TEXTO DE LECTURA —

# # # # #

Ya como presidente, Alberto Fernández hizo algunos intentos por cumplir su compromiso con quien lo había designado al frente de la fórmula. En algún momento de 2020 se reunió con uno de los ministros de la Corte Suprema con los que tenía trato. Lo recibió con su amabilidad de anfitrión, un té y un escrito que había elaborado Carlos Beraldi, el abogado de Cristina Kirchner. Contenía algunas líneas judiciales y sugerencias relacionadas con las causas de la vicepresidenta. El juez se retiró perplejo y ofendido por tamaña insinuación. Allí empezó a resquebrajarse la relación con el máximo tribunal.

# # # # #

CONSIGNA DE TRABAJO —
Repite sin cambios el pasaje del texto sobre Alberto Fernández que comienza en las palabras "Ya como presidente, Alberto" y termina después de "el máximo tribunal.". Las líneas que aparecen a continuación no hacen falta.

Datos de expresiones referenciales
# # # # #

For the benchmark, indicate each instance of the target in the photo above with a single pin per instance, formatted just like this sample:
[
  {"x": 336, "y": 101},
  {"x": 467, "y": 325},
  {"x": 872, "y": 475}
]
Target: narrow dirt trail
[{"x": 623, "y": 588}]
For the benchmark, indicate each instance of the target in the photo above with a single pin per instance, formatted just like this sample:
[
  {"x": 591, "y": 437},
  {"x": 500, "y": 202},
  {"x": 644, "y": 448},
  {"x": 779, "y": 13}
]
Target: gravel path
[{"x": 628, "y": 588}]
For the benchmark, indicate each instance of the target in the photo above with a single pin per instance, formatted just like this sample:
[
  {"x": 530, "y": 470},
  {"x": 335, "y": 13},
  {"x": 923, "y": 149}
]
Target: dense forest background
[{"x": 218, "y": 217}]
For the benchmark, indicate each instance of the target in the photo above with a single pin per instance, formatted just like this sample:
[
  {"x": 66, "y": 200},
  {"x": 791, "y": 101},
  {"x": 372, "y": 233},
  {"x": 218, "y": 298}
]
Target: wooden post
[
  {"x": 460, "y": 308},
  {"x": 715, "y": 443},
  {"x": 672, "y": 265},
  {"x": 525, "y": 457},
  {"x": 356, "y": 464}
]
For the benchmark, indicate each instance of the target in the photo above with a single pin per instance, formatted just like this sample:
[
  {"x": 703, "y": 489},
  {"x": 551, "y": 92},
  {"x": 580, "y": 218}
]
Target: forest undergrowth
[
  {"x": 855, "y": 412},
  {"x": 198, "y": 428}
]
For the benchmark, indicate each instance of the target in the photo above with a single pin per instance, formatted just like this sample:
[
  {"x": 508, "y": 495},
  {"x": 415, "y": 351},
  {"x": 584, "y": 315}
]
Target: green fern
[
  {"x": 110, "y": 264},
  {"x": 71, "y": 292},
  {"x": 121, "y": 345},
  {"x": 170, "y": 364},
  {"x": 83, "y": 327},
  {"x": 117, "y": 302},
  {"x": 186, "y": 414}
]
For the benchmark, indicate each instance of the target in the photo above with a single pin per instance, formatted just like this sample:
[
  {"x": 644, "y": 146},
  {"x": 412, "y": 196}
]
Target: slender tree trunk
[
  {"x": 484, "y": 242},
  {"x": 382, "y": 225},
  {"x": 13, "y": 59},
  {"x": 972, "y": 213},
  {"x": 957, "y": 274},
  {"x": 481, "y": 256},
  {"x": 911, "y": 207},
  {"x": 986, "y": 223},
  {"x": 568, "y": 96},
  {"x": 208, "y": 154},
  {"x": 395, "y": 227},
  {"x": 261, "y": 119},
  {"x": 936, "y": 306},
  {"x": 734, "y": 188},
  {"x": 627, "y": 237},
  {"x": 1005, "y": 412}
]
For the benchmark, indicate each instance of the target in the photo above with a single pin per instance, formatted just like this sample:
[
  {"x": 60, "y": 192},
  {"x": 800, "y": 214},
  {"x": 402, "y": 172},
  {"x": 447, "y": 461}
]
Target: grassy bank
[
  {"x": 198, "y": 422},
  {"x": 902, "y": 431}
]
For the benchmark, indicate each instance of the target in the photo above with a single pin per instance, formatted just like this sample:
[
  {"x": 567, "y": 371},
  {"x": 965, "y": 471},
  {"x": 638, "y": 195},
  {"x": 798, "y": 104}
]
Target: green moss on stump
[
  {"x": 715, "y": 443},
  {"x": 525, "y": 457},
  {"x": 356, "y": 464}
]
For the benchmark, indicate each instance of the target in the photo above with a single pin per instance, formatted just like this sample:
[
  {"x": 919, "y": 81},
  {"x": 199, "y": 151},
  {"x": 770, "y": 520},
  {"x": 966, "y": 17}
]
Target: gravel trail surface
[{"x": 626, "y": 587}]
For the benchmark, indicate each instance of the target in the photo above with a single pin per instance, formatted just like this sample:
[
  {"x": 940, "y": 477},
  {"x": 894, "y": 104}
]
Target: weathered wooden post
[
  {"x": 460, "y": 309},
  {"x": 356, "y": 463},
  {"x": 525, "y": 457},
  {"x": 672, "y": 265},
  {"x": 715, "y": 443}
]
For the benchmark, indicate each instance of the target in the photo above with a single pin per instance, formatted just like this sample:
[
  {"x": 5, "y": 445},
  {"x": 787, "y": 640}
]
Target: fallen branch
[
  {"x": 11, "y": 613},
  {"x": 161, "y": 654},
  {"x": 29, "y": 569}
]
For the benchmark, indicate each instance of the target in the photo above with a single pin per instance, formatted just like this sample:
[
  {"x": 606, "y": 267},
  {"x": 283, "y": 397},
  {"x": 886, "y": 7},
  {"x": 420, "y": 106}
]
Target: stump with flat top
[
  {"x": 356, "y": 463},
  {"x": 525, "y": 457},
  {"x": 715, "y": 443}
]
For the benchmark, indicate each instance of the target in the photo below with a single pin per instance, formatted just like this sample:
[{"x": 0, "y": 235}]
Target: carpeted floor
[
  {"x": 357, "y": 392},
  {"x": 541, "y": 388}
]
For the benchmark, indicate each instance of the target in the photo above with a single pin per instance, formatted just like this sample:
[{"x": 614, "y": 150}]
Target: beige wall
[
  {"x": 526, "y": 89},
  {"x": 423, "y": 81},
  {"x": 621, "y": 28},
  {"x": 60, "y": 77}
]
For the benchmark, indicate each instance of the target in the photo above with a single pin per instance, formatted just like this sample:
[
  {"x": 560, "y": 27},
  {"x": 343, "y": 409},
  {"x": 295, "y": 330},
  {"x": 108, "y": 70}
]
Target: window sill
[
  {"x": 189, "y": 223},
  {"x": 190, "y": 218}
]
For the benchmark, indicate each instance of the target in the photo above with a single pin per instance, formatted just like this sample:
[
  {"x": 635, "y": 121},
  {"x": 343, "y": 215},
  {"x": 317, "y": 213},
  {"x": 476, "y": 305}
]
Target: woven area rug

# # # # #

RESULTADO DE LA TAREA —
Ya como presidente, Alberto Fernández hizo algunos intentos por cumplir su compromiso con quien lo había designado al frente de la fórmula. En algún momento de 2020 se reunió con uno de los ministros de la Corte Suprema con los que tenía trato. Lo recibió con su amabilidad de anfitrión, un té y un escrito que había elaborado Carlos Beraldi, el abogado de Cristina Kirchner. Contenía algunas líneas judiciales y sugerencias relacionadas con las causas de la vicepresidenta. El juez se retiró perplejo y ofendido por tamaña insinuación. Allí empezó a resquebrajarse la relación con el máximo tribunal.